> **EXERCISE PROMPT**
Exact copies of all records below are needed.

╭──

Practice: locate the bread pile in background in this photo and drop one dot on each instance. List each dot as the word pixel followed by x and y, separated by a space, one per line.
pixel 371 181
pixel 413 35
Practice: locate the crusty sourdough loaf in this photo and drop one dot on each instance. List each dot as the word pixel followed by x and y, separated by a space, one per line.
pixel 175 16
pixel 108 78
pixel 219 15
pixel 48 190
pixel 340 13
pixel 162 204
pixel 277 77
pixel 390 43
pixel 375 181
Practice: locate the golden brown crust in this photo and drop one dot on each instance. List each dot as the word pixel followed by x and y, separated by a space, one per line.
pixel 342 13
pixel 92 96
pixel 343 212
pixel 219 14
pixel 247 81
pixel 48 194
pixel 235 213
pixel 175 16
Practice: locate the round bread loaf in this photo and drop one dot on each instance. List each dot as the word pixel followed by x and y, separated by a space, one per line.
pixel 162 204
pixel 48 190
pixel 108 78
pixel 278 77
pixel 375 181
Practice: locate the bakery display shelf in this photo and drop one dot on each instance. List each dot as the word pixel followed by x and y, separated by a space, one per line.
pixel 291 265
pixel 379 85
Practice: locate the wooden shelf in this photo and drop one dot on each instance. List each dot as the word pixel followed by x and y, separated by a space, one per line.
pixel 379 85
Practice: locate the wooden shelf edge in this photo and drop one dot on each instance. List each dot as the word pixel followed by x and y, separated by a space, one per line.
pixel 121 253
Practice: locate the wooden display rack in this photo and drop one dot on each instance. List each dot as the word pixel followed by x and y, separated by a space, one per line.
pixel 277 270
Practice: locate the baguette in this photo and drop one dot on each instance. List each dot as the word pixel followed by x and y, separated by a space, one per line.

╰──

> **ANSWER SPACE**
Practice: locate the bread pile in background in this photo and drop one dot on each instance. List each dot as the word pixel followed by x and y, separated by a space, one per line.
pixel 371 181
pixel 413 35
Practice: locate the crusty sourdough loaf in this photo and drop one dot on each instance. List each dot as the word pixel followed by x and y, separated by a space, one per line.
pixel 175 16
pixel 108 78
pixel 219 15
pixel 48 190
pixel 340 13
pixel 162 204
pixel 277 77
pixel 390 43
pixel 375 181
Practice: locate the golden brown crust in this photo and drop one dot on each instance. List each dot as the word pixel followed by x and y, separated by a space, one per line.
pixel 342 13
pixel 92 96
pixel 343 212
pixel 219 14
pixel 247 81
pixel 48 194
pixel 235 213
pixel 175 16
Practice: locate the round bread loaf in this photo and drop one dot on each instance. List each dot as the word pixel followed by x and y, separated by a space, one per line.
pixel 162 204
pixel 48 190
pixel 108 78
pixel 278 77
pixel 375 181
Practice: locate the bakery display shelf in this photo and drop one dot on each instance. List each dot as the word pixel followed by x and y, separated by a space, one per line.
pixel 291 265
pixel 379 85
Practice: locate the wooden shelf in this photo and drop one dot on each instance. List each dot as the word pixel followed by x and y, separated by a space, one per line.
pixel 379 85
Practice: locate the wooden shelf edge in this photo and drop one dot on each instance. List each dot as the word pixel followed by x and y, separated by a space, one per line.
pixel 121 253
Practice: locate the wooden display rack in this photo and drop one dot on each instance. List each dot as the word pixel followed by x and y, separated by a space, one per line.
pixel 277 270
Practice: locate the baguette in this photo and drop one dot on each instance. List each dot as the word pixel followed by x and y, separated by a space, one per line.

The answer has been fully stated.